_What to produce_
Return the run of lines below that opens with the line containing "Locate the bulletin" and closes with the line containing "Locate the white t-shirt", keeping each one exact.

_Information given_
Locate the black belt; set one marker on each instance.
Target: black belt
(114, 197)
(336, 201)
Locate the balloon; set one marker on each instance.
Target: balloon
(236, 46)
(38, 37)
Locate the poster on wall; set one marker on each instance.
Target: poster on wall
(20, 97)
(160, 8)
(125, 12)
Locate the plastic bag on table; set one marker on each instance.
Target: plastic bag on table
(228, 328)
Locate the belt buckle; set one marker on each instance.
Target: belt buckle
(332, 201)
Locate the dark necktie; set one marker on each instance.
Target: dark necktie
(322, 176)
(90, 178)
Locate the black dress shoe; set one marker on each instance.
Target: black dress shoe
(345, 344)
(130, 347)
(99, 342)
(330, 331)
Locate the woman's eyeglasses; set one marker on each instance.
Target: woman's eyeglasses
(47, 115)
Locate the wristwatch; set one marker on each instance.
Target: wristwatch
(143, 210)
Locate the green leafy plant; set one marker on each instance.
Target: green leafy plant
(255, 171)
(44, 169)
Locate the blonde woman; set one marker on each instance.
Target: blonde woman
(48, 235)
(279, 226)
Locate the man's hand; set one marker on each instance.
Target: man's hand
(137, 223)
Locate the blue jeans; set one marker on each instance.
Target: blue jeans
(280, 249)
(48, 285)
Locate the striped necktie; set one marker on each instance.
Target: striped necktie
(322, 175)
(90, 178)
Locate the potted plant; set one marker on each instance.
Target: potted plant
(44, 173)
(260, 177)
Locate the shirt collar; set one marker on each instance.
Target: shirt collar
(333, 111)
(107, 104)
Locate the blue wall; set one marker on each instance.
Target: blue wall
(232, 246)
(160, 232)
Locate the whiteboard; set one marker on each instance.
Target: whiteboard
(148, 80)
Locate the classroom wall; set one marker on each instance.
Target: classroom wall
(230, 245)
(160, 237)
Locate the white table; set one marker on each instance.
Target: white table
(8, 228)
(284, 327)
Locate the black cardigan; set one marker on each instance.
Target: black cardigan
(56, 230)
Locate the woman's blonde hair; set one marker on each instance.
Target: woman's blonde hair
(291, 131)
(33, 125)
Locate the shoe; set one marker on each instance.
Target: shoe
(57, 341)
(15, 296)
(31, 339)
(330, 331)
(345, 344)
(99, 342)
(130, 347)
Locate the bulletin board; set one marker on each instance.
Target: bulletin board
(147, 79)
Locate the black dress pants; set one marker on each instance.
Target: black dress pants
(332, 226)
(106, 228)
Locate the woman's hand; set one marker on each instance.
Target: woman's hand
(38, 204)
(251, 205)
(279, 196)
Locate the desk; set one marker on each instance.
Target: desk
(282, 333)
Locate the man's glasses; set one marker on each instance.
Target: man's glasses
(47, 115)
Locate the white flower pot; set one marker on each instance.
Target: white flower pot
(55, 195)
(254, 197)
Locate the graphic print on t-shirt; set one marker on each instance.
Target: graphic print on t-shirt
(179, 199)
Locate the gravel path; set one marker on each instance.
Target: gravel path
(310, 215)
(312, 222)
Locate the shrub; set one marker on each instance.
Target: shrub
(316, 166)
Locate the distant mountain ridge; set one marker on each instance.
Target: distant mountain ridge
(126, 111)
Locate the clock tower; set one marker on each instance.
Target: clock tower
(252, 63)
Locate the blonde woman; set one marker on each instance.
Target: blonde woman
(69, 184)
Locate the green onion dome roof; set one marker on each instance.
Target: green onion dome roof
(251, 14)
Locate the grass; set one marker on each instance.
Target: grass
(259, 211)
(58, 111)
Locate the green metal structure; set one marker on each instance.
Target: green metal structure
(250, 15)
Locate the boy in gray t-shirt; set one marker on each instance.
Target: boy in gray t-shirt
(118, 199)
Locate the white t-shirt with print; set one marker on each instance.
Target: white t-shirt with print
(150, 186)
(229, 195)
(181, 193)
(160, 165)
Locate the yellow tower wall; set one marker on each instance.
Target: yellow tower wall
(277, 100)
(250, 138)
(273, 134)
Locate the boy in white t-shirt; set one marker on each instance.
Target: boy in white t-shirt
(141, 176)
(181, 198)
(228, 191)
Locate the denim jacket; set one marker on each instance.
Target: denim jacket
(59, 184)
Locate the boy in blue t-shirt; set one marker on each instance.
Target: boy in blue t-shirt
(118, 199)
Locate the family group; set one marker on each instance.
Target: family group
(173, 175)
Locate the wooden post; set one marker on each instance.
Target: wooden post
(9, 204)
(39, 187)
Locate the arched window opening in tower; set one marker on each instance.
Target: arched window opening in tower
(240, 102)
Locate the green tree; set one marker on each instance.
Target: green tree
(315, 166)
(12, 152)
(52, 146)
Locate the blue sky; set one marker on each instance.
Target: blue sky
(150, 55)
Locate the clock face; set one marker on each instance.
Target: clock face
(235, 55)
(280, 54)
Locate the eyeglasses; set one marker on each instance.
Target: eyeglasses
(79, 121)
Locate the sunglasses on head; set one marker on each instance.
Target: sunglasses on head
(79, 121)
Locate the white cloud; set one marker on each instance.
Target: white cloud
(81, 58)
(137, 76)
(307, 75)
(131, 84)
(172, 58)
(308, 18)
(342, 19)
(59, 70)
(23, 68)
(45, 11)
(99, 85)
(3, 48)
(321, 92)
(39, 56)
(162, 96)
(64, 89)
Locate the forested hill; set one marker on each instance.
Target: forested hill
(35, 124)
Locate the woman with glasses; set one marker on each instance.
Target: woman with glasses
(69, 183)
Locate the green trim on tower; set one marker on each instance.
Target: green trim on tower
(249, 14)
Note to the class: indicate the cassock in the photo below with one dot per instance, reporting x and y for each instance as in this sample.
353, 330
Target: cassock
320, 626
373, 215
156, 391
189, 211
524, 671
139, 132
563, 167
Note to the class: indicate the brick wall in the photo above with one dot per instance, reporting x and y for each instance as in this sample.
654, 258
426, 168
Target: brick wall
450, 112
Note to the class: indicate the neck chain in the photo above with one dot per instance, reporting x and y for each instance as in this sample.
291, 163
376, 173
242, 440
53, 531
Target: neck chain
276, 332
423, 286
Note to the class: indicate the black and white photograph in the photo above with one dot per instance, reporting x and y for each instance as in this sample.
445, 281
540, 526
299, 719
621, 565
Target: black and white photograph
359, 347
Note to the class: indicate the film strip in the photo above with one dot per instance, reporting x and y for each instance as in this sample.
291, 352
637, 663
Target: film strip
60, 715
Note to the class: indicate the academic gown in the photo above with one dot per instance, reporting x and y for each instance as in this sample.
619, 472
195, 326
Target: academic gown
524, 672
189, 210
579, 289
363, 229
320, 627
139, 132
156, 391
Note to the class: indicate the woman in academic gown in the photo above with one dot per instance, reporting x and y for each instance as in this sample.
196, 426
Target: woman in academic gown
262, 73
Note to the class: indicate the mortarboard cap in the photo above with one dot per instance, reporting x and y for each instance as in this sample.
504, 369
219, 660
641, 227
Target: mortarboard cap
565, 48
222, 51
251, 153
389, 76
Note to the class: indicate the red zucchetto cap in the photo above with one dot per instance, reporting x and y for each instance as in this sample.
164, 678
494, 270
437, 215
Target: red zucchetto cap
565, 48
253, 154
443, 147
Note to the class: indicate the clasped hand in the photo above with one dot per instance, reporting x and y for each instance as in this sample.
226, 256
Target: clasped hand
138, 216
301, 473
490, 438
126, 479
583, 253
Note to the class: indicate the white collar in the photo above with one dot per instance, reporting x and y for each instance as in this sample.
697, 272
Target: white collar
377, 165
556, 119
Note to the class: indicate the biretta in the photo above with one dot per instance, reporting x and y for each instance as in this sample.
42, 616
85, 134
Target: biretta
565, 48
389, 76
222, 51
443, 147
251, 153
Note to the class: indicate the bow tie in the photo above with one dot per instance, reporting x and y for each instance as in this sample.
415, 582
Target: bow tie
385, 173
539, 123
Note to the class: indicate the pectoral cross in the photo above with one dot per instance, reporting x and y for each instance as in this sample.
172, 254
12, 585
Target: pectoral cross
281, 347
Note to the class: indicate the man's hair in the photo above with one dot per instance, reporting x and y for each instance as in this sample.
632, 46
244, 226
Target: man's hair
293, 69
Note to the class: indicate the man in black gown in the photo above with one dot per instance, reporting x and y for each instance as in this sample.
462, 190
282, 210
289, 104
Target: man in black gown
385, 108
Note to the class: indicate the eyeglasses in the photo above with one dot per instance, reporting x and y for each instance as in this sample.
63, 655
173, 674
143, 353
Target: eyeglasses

_Result of this exercise_
Locate the bulletin board; set one marker on each instance.
Target: bulletin board
(147, 79)
Locate the black dress pants; set one marker on each instance.
Target: black dress pants
(332, 226)
(106, 228)
Locate the woman's hand; set one marker on each instance.
Target: woman's hand
(38, 204)
(251, 205)
(279, 196)
Locate the desk; set one marker on each instance.
Target: desk
(282, 333)
Locate the man's glasses; set one marker on each instance.
Target: man's glasses
(47, 115)
Locate the white flower pot; set one marker on each instance.
Target: white flower pot
(55, 195)
(254, 197)
Locate the graphic print on t-shirt; set one marker on each instance.
Target: graphic print on t-shirt
(179, 199)
Locate the gravel path; set one marker on each instance.
Target: gravel path
(310, 215)
(312, 222)
Locate the shrub; set one marker on each instance.
Target: shrub
(316, 166)
Locate the distant mountain ridge; set one marker on each instance.
Target: distant mountain ridge
(126, 111)
Locate the clock tower; set one marker on each instance.
Target: clock tower
(252, 63)
Locate the blonde woman; set one marker on each instance.
Target: blonde woman
(69, 184)
Locate the green onion dome roof; set one marker on each instance.
Target: green onion dome roof
(251, 14)
Locate the grass; set one marker on each instance.
Target: grass
(259, 211)
(58, 111)
Locate the green metal structure; set one marker on each instance.
Target: green metal structure
(250, 15)
Locate the boy in gray t-shirt; set one marker on each instance.
Target: boy in gray t-shirt
(118, 199)
Locate the white t-shirt with print; set one marker on each instance.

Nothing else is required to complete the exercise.